──────── LISTING ────────

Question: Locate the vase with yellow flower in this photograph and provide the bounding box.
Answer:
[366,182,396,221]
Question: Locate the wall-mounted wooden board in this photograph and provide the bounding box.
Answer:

────────

**GOAL**.
Could you put every line of the records above into a Markdown table with two columns, No. and Text, numbering the rows and leaving out any blank lines?

**FINISHED ANSWER**.
| No. | Text |
|---|---|
| 1 | Question: Locate the vase with yellow flower in this photograph and provide the bounding box. |
| 2 | Answer: |
| 3 | [366,182,396,221] |
| 4 | Question: Locate the wall-mounted wooden board in this photograph and provide the bounding box. |
| 5 | Answer: |